On Sunday, May 12, MSNBC’s Melissa Harris-Perry Show dedicated both hours of the program to exploring whether poverty in America can be solved. The Tulane professor of political science and political commentator asks, ‘What are our nation’s creative, humane, enduring solutions to poverty? Seriously, what are they?’
NLCHP’s policy director, Jeremy Rosen, was one of several guests invited to discuss real solutions to poverty, hunger, homelessness.
Melissa Harris-Perry, Atlanta Mayor Kasim Reed, the Executive Director of the Greater New Orleans Fair Housing Action Center James Perry, formerly homeless mother Tiana Gaines-Turner, and our own Jeremy Rosen discussed the implications of the housing market’s roaring return for people experiencing homelessness. Jeremy reminded the audience that homelessness is a housing issue, and without structural and policy investments toward affordable housing, the housing market’s return will not mean a reduction in rates of homelessness.
⁂
PROBLEM STATEMENT ▸ Quote the piece of the MSNBC poverty broadcast write-up that begins with "On Sunday, May" and ends after "poverty, hunger, homelessness.".

DATA FOR REVIEW ▸
⁂
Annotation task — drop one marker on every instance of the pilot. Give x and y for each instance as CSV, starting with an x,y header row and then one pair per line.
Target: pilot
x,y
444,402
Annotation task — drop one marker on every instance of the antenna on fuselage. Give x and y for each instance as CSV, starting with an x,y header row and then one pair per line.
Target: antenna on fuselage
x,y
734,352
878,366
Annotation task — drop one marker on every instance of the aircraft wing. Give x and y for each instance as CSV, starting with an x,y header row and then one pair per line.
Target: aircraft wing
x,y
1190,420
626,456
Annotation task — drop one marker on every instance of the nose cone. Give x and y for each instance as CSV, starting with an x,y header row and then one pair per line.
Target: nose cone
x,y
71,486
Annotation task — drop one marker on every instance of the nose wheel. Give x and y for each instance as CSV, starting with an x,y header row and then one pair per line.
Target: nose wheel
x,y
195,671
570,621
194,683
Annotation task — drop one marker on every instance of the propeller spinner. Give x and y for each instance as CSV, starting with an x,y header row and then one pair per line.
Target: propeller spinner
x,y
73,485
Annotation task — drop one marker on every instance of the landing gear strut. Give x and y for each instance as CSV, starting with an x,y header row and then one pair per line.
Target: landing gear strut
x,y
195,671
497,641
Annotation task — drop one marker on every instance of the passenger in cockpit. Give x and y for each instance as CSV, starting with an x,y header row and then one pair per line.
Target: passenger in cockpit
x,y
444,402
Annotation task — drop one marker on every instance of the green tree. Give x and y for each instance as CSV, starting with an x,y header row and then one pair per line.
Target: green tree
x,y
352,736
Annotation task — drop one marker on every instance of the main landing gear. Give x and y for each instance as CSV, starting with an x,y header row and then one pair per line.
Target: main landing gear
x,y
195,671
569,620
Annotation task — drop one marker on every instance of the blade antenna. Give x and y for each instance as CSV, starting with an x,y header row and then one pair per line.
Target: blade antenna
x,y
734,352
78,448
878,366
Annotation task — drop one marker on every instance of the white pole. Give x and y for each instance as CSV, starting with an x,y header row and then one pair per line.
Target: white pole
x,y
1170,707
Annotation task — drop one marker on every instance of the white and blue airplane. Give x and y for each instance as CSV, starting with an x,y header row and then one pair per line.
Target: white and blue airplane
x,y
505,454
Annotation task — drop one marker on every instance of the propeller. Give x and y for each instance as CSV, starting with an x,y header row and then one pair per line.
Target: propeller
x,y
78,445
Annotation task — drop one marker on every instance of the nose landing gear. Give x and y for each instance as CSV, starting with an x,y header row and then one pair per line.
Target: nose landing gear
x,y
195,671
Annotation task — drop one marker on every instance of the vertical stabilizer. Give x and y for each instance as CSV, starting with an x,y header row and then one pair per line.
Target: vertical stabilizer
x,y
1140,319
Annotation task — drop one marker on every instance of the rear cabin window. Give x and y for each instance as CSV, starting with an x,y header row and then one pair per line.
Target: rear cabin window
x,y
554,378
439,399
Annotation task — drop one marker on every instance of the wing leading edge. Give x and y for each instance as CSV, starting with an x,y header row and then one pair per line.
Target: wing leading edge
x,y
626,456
⁂
SOLUTION TO THIS EXERCISE ▸
On Sunday, May 12, MSNBC’s Melissa Harris-Perry Show dedicated both hours of the program to exploring whether poverty in America can be solved. The Tulane professor of political science and political commentator asks, ‘What are our nation’s creative, humane, enduring solutions to poverty? Seriously, what are they?’
NLCHP’s policy director, Jeremy Rosen, was one of several guests invited to discuss real solutions to poverty, hunger, homelessness.